課題の概要 ::
「Objective: for every instance of the turned」を含む行から資料の最後までの行を、両端を含めてすべて書き写しなさい。その際、各対象の答えとして示された座標のx値とy値すべてに69を加え、指示文と書式見本の数値はそのまま残すこと。

提供資料 ::
......
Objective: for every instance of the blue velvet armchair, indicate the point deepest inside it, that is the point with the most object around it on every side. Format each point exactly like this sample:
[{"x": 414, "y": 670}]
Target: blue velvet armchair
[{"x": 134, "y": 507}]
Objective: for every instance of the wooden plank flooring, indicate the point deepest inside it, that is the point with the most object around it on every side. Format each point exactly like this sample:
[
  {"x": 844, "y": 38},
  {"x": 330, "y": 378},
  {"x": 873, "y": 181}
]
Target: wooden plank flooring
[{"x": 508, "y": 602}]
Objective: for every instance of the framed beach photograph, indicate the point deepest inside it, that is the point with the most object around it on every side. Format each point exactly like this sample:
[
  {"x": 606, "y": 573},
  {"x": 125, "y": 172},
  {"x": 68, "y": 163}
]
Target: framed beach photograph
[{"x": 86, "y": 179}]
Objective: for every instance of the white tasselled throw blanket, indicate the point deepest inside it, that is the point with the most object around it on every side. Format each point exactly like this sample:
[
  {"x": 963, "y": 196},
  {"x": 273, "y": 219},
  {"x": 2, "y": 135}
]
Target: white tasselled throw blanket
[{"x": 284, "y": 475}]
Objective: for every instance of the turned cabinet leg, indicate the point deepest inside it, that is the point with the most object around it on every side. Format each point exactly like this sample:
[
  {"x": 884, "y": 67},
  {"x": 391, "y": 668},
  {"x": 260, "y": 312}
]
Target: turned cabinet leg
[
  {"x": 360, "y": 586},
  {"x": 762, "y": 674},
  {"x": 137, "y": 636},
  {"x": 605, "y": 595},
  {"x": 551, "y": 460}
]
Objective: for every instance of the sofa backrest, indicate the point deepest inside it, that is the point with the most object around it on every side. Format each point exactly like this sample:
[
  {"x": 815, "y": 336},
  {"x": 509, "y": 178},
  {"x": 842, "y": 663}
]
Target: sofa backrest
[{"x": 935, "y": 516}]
......
練習問題の解答 ::
Objective: for every instance of the turned cabinet leg, indicate the point deepest inside it, that is the point with the most object around it on every side. Format each point exactly like this sample:
[
  {"x": 884, "y": 67},
  {"x": 391, "y": 668},
  {"x": 260, "y": 312}
]
Target: turned cabinet leg
[
  {"x": 429, "y": 655},
  {"x": 831, "y": 743},
  {"x": 206, "y": 705},
  {"x": 674, "y": 664},
  {"x": 620, "y": 529}
]
Objective: for every instance of the sofa backrest, indicate the point deepest inside it, that is the point with the most object around it on every side. Format each point exactly like this sample:
[
  {"x": 815, "y": 336},
  {"x": 509, "y": 178},
  {"x": 842, "y": 663}
]
Target: sofa backrest
[{"x": 1004, "y": 585}]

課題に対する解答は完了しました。